(Collected data entries)
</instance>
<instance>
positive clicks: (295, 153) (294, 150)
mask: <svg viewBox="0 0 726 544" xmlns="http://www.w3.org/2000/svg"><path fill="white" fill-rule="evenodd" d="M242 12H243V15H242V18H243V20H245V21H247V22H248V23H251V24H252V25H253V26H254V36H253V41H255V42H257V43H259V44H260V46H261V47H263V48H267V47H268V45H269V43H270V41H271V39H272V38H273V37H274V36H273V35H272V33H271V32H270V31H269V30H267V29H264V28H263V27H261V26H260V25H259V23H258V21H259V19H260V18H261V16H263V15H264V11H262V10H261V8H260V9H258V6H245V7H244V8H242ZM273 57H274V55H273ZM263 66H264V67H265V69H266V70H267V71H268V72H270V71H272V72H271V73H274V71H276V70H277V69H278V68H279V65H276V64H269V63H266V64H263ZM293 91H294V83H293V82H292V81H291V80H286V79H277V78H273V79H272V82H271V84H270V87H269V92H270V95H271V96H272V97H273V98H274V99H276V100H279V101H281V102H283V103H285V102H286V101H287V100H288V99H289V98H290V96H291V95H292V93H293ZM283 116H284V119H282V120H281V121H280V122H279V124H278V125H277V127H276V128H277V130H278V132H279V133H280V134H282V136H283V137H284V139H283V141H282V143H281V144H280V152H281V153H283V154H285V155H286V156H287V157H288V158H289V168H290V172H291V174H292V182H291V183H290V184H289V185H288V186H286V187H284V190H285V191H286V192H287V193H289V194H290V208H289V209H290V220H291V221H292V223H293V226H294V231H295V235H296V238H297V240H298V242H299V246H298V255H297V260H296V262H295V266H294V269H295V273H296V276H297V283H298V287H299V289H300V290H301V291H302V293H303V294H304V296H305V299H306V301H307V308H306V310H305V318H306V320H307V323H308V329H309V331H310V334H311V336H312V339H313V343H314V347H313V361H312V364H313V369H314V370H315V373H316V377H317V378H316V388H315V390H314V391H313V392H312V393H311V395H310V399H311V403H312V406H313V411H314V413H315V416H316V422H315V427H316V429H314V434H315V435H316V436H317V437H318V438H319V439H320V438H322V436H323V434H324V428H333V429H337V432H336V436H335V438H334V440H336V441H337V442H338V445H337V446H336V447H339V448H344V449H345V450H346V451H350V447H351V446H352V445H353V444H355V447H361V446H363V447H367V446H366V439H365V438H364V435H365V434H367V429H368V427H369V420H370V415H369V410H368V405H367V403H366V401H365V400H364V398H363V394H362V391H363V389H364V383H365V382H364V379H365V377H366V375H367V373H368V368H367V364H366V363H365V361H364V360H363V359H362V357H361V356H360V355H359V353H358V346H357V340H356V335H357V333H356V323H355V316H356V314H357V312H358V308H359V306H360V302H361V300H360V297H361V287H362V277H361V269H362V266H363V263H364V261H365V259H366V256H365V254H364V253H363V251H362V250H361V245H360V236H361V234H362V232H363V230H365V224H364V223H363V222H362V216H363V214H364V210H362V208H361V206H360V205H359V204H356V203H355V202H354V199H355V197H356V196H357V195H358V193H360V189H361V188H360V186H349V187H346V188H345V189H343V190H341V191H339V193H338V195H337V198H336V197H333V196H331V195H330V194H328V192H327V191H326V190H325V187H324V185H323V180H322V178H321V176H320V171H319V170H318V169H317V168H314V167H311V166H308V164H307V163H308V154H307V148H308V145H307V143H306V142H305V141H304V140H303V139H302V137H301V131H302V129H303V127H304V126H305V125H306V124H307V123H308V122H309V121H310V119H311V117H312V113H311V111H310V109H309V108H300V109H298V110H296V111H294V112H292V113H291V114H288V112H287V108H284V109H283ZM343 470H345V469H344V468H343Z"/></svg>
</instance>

* * *

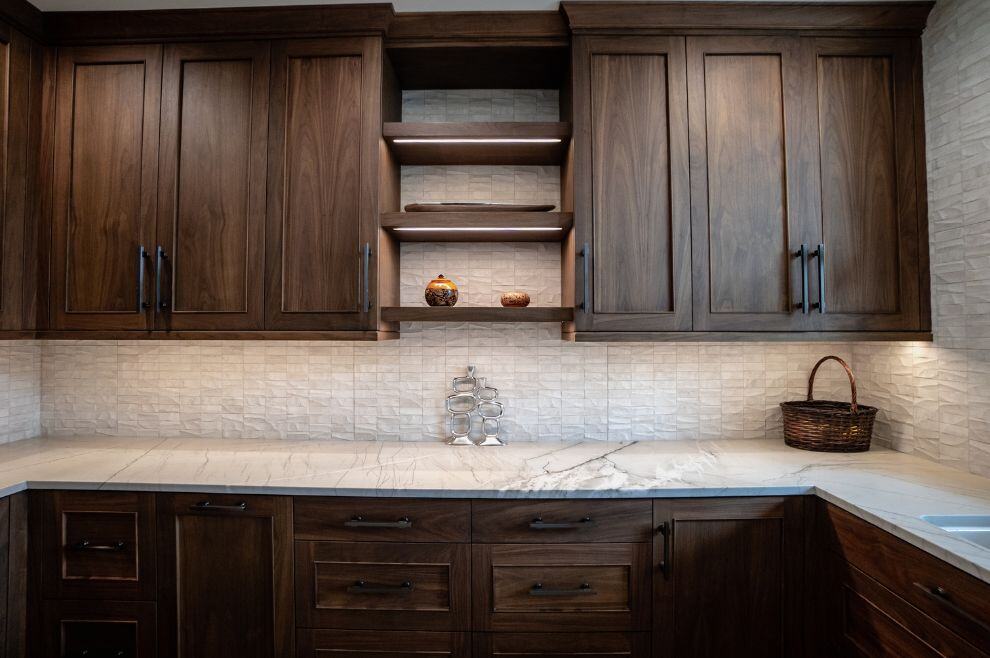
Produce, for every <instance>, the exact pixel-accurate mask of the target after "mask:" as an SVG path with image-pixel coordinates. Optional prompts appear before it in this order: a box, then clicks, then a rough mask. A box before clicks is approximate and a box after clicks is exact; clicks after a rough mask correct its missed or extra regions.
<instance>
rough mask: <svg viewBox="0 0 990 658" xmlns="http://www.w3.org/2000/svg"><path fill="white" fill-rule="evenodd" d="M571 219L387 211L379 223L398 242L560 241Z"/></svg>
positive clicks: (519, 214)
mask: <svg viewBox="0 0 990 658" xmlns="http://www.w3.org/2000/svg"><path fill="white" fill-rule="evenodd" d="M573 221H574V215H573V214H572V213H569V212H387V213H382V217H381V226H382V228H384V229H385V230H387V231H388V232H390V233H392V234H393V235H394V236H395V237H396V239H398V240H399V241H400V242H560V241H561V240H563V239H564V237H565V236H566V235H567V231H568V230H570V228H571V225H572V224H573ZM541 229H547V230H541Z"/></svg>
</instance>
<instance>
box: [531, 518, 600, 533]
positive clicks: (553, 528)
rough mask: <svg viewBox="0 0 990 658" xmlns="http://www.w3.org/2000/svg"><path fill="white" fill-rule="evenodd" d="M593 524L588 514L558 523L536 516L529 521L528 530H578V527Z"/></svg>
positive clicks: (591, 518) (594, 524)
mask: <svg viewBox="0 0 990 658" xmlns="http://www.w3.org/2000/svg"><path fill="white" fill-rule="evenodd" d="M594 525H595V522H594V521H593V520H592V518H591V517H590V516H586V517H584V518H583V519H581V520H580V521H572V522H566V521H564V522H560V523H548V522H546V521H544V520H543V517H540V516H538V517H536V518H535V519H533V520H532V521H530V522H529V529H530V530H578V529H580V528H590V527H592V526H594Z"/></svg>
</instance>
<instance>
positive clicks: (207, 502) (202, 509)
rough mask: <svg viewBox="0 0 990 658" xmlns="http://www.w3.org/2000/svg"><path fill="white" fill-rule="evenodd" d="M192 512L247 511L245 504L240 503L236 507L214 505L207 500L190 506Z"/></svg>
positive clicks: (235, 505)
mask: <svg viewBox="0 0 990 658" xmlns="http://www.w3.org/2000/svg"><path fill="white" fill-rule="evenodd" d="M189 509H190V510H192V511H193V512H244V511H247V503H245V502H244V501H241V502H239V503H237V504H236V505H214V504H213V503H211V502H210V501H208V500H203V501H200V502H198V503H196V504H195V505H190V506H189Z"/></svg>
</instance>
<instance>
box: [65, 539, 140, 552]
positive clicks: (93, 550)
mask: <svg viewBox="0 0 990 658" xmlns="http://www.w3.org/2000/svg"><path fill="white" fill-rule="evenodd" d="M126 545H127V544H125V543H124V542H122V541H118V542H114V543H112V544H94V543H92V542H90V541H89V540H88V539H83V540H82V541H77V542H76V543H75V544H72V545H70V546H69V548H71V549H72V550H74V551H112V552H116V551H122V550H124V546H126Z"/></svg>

◆ **YOUR INSTRUCTIONS**: Please count the lines of the items above that contain the string "positive", treating case as significant, and give only the number.

◆ **SOLUTION FOR THIS EXERCISE**: 7